**What is needed:**
Please start at the line containing "Where can the black sedan" and continue to the end of the material, copying those lines with "dark sedan" substituted for "black sedan" and nothing else altered.

(Data lines)
□ □ □ □ □ □ □
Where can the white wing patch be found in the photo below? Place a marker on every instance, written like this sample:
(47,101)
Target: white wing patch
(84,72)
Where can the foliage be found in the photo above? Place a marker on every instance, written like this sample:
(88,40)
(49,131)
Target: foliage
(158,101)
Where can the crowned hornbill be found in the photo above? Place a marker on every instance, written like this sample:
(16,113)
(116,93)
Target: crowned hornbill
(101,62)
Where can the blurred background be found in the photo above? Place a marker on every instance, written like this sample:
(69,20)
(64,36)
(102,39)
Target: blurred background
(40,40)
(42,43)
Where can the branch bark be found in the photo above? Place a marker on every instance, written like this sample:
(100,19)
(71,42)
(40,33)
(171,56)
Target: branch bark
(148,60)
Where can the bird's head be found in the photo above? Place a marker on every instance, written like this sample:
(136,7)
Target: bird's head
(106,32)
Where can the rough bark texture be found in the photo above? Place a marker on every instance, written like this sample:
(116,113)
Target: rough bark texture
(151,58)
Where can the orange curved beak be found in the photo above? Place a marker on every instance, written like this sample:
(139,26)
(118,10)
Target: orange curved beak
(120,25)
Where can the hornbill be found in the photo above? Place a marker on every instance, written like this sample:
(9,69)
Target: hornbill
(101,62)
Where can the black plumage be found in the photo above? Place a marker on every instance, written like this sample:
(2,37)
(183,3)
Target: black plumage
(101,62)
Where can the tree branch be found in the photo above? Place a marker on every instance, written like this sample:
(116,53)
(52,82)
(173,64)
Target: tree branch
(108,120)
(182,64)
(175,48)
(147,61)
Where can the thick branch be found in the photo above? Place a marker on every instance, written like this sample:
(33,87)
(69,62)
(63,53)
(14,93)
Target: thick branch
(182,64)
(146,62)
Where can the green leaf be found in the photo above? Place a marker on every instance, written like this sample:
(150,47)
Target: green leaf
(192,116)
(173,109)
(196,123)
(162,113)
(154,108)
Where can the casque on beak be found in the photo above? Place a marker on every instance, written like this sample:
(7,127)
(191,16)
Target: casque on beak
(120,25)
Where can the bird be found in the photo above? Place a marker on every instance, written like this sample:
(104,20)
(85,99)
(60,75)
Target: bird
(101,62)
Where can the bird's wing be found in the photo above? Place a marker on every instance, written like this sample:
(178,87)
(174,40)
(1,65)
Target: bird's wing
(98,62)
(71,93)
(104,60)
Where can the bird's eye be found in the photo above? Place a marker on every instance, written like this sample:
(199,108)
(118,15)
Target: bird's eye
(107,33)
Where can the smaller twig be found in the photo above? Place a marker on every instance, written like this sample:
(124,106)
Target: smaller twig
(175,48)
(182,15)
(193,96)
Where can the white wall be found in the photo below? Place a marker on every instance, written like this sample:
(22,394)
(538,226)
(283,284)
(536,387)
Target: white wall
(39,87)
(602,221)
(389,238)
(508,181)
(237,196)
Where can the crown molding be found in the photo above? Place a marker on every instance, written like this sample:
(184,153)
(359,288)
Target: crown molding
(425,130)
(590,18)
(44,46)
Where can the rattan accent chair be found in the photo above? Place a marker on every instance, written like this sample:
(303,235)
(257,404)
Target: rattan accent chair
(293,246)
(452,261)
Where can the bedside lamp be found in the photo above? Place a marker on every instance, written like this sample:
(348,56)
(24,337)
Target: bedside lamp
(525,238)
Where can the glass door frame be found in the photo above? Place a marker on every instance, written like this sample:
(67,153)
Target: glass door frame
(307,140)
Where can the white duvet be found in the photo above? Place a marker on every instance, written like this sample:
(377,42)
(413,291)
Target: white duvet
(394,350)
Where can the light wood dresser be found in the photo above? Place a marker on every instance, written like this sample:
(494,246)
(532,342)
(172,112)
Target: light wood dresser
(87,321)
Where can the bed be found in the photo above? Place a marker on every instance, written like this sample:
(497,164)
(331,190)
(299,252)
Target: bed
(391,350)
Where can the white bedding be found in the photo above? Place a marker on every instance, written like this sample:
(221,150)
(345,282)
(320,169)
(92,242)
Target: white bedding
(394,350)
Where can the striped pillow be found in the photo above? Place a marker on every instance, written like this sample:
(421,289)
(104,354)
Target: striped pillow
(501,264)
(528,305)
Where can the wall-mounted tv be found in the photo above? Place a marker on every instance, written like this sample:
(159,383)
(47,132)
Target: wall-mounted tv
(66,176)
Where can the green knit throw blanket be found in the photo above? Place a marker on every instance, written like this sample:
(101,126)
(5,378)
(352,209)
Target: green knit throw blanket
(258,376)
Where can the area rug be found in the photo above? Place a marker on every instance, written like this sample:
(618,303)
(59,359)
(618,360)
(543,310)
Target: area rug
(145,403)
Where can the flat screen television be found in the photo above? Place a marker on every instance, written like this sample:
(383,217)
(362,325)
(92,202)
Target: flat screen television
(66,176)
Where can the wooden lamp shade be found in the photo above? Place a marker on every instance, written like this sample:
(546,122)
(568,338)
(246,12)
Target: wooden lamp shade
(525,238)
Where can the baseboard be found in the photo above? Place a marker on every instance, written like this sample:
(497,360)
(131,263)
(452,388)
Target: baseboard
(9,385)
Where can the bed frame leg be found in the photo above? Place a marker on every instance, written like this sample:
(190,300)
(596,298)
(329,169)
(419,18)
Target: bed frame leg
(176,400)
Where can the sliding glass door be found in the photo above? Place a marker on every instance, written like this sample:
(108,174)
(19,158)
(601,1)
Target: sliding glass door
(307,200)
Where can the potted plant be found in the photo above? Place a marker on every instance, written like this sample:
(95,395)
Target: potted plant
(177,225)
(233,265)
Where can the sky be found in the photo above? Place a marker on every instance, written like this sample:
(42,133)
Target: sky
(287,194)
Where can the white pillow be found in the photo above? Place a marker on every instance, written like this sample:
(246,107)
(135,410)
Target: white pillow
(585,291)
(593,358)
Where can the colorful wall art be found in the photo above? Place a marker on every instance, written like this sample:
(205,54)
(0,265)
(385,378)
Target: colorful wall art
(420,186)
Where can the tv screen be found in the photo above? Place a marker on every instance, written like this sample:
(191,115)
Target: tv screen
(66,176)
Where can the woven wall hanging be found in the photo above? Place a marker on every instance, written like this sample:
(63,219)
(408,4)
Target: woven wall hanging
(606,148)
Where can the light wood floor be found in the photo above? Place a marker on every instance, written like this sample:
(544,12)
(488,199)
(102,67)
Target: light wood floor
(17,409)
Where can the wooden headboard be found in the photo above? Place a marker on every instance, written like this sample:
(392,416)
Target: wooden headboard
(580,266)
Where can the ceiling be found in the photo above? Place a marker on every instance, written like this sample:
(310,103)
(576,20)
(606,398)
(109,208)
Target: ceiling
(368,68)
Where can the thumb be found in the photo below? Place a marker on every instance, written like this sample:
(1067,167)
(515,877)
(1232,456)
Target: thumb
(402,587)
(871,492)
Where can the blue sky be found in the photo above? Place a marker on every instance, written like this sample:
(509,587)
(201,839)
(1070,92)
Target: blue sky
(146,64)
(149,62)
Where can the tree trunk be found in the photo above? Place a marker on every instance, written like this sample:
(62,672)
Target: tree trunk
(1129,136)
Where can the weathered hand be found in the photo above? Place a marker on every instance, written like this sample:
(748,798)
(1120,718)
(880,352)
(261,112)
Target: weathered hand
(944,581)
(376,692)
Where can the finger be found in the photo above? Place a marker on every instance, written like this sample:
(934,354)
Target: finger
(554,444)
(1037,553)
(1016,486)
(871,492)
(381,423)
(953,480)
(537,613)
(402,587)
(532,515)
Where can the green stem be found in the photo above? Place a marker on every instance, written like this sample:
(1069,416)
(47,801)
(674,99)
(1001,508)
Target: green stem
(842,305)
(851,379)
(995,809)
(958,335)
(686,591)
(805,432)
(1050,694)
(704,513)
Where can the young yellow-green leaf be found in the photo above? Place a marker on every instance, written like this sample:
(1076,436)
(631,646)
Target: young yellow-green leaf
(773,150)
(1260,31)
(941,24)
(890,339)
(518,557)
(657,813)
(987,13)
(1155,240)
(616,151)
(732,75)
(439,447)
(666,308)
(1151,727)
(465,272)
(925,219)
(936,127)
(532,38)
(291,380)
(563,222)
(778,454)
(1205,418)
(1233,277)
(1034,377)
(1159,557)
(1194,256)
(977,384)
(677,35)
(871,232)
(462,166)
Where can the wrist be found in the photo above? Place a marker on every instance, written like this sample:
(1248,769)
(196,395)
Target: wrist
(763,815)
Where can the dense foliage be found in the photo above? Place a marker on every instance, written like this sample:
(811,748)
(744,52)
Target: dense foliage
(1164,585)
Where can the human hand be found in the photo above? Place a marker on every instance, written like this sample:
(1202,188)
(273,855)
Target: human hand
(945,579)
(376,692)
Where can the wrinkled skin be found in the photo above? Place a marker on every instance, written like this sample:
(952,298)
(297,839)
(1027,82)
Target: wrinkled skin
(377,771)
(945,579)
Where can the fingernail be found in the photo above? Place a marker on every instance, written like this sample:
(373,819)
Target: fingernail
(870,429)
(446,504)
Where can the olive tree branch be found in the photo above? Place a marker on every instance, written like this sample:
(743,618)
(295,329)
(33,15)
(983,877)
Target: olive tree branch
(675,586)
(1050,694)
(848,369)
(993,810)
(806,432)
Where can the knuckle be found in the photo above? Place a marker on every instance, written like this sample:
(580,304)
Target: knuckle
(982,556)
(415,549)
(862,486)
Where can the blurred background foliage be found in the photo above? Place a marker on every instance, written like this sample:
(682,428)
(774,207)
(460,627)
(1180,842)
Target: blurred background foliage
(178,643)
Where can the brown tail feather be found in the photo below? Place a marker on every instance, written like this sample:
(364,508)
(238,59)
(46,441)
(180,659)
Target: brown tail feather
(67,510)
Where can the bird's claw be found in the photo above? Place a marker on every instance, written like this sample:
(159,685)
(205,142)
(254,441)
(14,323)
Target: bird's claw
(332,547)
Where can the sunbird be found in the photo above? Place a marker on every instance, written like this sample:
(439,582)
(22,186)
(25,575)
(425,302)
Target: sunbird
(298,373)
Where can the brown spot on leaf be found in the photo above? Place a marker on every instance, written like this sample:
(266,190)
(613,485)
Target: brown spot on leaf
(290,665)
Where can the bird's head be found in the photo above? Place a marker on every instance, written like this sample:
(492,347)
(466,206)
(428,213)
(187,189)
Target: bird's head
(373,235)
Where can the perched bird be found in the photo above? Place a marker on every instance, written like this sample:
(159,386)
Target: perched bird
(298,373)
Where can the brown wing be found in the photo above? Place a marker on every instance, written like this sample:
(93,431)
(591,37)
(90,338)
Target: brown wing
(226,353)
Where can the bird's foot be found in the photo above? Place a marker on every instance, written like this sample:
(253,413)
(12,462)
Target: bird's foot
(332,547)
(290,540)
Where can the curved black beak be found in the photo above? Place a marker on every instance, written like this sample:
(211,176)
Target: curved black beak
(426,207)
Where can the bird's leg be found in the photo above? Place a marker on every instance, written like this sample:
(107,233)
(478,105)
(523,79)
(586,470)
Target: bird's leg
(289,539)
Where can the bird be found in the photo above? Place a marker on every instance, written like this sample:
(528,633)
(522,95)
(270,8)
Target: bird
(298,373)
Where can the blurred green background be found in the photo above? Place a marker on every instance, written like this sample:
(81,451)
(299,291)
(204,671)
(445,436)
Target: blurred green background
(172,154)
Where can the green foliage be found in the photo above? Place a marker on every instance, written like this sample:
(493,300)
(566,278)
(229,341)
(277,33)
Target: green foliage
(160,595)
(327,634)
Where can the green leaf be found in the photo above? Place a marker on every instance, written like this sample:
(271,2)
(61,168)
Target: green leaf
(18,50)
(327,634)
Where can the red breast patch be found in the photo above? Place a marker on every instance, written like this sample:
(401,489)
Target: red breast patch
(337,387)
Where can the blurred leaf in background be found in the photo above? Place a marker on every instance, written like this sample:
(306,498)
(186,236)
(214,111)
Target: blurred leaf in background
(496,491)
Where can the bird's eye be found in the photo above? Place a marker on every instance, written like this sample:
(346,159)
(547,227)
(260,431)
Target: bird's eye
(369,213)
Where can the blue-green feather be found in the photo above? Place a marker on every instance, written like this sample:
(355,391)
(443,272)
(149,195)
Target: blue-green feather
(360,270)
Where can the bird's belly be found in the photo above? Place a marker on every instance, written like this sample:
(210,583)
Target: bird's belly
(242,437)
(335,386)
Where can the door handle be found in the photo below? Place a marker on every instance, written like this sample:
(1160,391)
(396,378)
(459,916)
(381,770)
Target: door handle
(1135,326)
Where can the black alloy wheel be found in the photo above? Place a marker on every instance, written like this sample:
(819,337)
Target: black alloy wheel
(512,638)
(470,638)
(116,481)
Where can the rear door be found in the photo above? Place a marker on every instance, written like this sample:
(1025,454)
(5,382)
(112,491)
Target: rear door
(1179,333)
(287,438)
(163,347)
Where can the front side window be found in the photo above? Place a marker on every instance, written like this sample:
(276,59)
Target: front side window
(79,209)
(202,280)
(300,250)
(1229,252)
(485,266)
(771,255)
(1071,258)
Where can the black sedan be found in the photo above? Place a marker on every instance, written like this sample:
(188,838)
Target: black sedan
□ □ □ □ □ □ □
**Written response:**
Where can the dark sedan be found in the photo above? Place a marker on every instance, written like this sample:
(188,838)
Target: dark sedan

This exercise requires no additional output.